:: PROMPT 1 ::
Please reproduce everything from "As in Vietnam, we" down to "undermine the occupation." in the Iraq commentary, word for word.
:: PROMPT 2 ::
Summarize the Iraq commentary in two sentences.

::: SOURCE TEXT

The United States is in a tough spot. President Bush, V.P.Cheney and Sec. of Def. Rumsfeld will not withdraw from Iraq, and therefore the Army must fight this guerilla war. Unfortunately, Rumsfeld seems to be more interested in buying high technology and fighting high tech enemies, in cutting more boots from the Army to pay for these gold plated items, than in retaining the troops needed and in using low technology weapons and low technology counterinsurgency tactics. (I suppose we have thrown METT-T away)



As in Vietnam, we must fight in such a way that avoids four things:



1. We cannot fight a war that alienates the general Iraqi populace sufficiently to generate recruits for the guerrillas and undermine the occupation.



2. We cannot lose control of the countryside; as in Vietnam this will destabilize the entire occupation.



3. We cannot allow the guerrilla operation to tie down large amounts of troops, and undermine the Army's ability to project forces elsewhere.

::::::
::: RECORDED INFORMATION

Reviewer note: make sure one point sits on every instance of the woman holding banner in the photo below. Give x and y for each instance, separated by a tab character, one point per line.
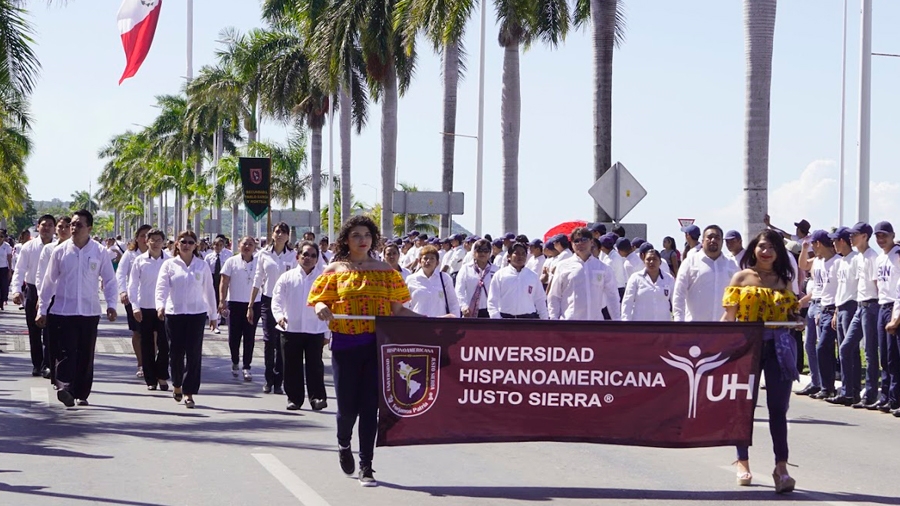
762	292
356	284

::::::

:: FINAL ANSWER 1 ::
As in Vietnam, we must fight in such a way that avoids four things:



1. We cannot fight a war that alienates the general Iraqi populace sufficiently to generate recruits for the guerrillas and undermine the occupation.

:: FINAL ANSWER 2 ::
Because Bush, Cheney and Rumsfeld will not withdraw from Iraq, the Army must fight a guerrilla war, yet Rumsfeld seems more interested in high-technology purchases and cutting troops than in keeping the troops needed and using low-technology counterinsurgency. As in Vietnam, the war must not alienate the Iraqi populace enough to generate guerrilla recruits, lose control of the countryside, or let the guerrillas tie down large numbers of troops needed elsewhere.